- **TASK TO CARRY OUT**:
Copy, from the material below, each line that contains the word "church".

- **RECORDED DATA**:
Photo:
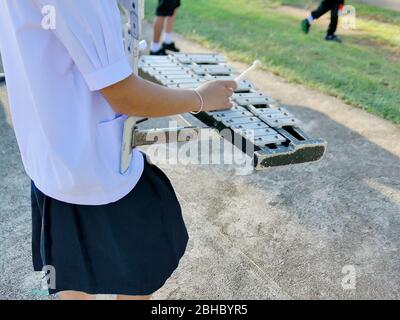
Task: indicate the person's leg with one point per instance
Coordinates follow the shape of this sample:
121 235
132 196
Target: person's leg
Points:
123 297
323 8
75 295
168 43
334 20
169 27
330 35
158 29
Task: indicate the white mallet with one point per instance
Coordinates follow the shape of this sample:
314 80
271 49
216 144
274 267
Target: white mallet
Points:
243 75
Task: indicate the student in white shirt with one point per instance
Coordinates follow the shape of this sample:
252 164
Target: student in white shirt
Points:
71 88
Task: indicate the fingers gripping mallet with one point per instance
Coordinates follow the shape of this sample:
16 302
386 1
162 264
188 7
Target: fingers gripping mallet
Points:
256 64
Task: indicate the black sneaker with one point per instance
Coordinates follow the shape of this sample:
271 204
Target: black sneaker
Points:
305 26
170 47
333 37
160 52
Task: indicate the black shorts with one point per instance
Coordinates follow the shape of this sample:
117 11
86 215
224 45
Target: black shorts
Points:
129 247
166 8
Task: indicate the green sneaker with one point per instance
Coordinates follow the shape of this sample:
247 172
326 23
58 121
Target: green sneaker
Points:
305 26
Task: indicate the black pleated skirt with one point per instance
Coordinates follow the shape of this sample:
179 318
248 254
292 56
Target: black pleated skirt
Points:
129 247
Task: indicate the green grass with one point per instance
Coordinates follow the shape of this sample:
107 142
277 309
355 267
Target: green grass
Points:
364 72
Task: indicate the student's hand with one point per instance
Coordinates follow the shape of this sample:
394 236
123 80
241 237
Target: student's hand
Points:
216 94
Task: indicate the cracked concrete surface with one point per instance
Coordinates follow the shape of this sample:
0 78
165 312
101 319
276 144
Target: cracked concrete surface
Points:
276 234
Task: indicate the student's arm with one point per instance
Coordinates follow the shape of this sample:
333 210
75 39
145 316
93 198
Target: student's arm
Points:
135 96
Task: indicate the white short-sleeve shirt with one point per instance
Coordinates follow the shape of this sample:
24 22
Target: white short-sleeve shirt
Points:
68 135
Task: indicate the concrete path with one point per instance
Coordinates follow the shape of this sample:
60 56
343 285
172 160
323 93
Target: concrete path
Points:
281 233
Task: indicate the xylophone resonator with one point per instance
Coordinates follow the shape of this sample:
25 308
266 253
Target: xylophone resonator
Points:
277 140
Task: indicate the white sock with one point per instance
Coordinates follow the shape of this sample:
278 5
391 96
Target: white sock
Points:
155 47
168 38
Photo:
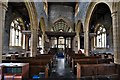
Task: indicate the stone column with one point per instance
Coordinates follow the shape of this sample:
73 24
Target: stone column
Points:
43 42
116 37
3 8
86 43
26 42
34 38
57 41
78 39
65 43
72 43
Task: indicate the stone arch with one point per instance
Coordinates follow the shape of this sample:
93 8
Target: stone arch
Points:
88 17
42 24
90 11
32 14
79 26
66 20
34 26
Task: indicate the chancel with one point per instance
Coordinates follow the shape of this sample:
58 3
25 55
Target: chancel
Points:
48 39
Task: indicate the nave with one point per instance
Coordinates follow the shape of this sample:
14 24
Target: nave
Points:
59 65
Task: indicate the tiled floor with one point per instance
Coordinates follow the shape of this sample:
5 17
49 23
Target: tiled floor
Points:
61 70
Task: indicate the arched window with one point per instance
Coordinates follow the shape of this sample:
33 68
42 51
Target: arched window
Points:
16 36
101 37
61 26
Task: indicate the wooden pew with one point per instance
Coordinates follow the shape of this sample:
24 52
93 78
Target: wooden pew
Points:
95 70
36 65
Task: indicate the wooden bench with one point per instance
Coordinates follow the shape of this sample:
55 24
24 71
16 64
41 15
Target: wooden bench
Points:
36 65
95 70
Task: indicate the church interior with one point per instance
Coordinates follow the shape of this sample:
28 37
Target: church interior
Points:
77 40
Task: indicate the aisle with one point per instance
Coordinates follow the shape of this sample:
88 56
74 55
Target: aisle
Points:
61 70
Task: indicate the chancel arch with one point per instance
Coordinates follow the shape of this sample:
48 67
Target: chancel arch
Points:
61 25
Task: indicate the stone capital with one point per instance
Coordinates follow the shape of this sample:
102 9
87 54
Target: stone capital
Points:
113 14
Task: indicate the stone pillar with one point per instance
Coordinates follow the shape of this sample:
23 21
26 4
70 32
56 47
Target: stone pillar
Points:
34 38
26 42
65 43
78 39
3 8
116 37
50 42
72 43
86 43
57 41
43 42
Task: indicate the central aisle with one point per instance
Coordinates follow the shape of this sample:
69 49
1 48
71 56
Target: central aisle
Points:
61 70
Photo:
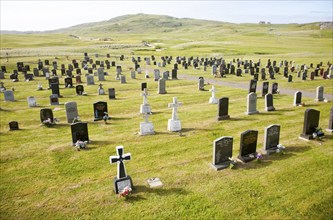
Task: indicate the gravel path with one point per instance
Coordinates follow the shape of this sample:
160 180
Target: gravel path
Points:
245 86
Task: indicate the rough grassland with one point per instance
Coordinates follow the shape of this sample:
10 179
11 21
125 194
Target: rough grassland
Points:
43 177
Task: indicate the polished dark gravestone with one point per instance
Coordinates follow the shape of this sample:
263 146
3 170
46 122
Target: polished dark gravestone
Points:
99 109
122 180
222 151
13 125
311 122
223 108
79 132
271 138
248 146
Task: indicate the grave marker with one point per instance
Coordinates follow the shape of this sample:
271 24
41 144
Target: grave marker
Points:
311 122
122 180
222 151
271 138
252 104
79 132
71 111
174 123
248 146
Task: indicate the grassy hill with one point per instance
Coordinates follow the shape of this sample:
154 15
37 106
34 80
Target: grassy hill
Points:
43 177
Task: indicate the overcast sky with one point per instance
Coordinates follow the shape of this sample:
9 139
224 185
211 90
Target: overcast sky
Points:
26 15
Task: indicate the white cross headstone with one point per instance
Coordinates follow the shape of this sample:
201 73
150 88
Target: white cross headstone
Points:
212 99
174 123
145 107
146 127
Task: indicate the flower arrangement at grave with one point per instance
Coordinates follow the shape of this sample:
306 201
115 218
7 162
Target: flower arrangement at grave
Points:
76 119
260 158
81 145
233 162
318 134
126 191
48 122
280 149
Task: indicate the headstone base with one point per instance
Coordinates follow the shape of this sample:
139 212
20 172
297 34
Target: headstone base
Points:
224 117
252 113
220 166
269 151
306 137
247 158
146 128
213 100
145 109
120 184
174 125
270 108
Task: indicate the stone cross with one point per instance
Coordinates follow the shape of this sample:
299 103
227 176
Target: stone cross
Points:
146 117
119 160
174 107
213 90
144 94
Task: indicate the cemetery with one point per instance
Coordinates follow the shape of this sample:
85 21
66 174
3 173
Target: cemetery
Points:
206 136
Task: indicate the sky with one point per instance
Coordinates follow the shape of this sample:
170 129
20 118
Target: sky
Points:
26 15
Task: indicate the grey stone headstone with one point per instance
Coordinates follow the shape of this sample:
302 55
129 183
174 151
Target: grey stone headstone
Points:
13 125
265 86
68 82
223 109
112 93
251 104
253 86
71 111
298 98
269 102
311 122
55 89
248 145
122 79
157 74
46 114
133 76
330 122
79 131
271 138
90 80
99 109
9 95
201 84
100 73
54 99
166 75
319 94
222 151
79 89
275 88
161 86
31 101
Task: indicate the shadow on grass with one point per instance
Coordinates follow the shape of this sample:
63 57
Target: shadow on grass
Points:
254 165
98 143
240 119
297 149
119 118
160 191
276 156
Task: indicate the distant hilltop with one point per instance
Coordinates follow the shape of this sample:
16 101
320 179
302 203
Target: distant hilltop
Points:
325 25
136 23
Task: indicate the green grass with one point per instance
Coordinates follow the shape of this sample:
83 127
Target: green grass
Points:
43 177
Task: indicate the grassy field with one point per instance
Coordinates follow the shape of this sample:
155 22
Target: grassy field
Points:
44 177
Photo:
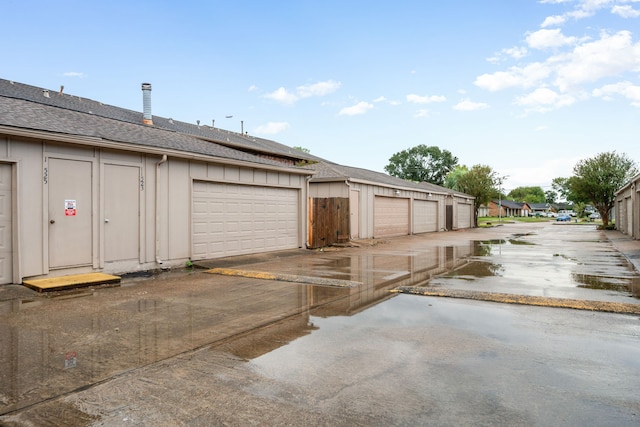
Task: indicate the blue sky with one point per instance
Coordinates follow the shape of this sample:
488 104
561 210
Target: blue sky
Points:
528 87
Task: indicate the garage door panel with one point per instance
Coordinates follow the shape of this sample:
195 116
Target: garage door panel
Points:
425 216
230 219
465 215
391 216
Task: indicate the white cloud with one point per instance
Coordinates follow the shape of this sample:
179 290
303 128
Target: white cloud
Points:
272 128
543 39
418 99
589 62
552 21
74 74
388 101
468 105
318 89
544 99
283 96
625 89
526 76
360 108
625 11
516 52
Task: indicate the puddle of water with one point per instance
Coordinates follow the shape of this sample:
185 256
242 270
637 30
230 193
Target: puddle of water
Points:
475 269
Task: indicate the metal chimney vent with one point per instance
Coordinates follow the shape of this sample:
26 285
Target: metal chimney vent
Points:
147 119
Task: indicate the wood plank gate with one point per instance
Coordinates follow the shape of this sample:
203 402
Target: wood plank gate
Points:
329 221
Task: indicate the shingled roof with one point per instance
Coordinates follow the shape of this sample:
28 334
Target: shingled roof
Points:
327 171
59 99
30 108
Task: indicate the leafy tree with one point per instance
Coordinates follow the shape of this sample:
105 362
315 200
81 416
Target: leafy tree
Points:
483 183
422 163
596 180
451 181
550 196
527 194
562 186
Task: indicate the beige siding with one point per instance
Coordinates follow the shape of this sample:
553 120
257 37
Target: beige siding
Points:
158 195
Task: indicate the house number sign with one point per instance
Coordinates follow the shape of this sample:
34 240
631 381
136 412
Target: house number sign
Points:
69 208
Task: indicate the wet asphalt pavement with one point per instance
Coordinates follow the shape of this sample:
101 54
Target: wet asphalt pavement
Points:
194 348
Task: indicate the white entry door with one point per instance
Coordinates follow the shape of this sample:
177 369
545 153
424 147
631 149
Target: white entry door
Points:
70 212
121 213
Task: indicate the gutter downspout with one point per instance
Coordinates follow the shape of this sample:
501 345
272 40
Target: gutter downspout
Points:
163 160
306 228
348 184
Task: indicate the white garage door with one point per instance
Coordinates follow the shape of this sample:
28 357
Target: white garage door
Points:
465 215
390 217
230 219
425 216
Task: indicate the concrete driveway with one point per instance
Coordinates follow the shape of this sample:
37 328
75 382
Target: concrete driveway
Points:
194 348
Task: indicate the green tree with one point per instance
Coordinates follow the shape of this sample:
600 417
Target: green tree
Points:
451 181
481 182
596 180
562 186
527 194
550 196
422 164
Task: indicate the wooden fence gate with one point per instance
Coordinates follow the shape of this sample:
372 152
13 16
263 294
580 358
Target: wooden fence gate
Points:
328 221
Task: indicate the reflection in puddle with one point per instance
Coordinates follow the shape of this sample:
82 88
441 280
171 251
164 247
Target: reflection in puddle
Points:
476 269
617 284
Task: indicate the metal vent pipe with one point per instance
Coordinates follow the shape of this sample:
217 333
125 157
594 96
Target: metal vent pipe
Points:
147 119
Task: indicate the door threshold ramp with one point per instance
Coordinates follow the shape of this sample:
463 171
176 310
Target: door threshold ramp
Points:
71 282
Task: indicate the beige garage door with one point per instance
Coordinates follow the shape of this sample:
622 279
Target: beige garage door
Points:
425 216
6 258
390 217
465 215
230 219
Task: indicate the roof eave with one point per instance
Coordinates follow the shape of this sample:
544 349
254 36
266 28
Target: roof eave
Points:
103 143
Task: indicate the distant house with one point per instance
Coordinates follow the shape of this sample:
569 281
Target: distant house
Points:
627 208
540 208
562 208
506 208
363 204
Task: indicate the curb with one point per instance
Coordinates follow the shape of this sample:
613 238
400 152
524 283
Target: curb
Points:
609 307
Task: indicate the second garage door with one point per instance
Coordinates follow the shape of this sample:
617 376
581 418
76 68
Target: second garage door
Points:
465 215
425 216
390 217
231 219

- **SOLUTION**:
Task: indicate the church interior with one point per instance
Target: church interior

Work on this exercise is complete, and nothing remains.